## Aim of the exercise
Down to the last character, repeat the entries beneath this task.

## Listed entries
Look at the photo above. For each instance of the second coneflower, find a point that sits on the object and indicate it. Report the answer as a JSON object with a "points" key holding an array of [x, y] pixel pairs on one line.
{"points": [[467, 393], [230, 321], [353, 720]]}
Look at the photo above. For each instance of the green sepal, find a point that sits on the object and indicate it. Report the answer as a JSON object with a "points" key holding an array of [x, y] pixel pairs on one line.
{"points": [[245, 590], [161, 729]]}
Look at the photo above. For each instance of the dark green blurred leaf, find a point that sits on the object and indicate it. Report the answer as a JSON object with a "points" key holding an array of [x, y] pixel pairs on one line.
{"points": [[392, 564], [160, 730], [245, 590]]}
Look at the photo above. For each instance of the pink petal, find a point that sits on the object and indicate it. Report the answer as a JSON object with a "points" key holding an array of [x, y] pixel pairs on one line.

## Answer to this problem
Look at the photo above. For each instance of the second coneflower, find a point that sits on the object and indicate it. Report the answer as a JSON object with a "points" key holding an array of [x, y] pixel pairs on one line.
{"points": [[467, 393], [230, 321], [353, 720]]}
Look at the photo above. For each instance of the green sepal, find a point that sits on the object and indicate it. Report the answer as a JSON object with a "points" key holding an array of [x, y] pixel pairs on one line.
{"points": [[245, 590], [161, 729]]}
Look at the photo above. For each instance of the dark green blurred leaf, find a point that sits on the object and indicate it. Report the answer as a JSON object with a "points" key holding an array of [x, y] pixel pairs on one line.
{"points": [[392, 564], [160, 730], [245, 590]]}
Look at the photo above. For each instance of the pink petal, find a point that sits on the object and indicate it. Report the answer as a JSON object with a "points" key holding an array of [x, y] pixel pairs on one line.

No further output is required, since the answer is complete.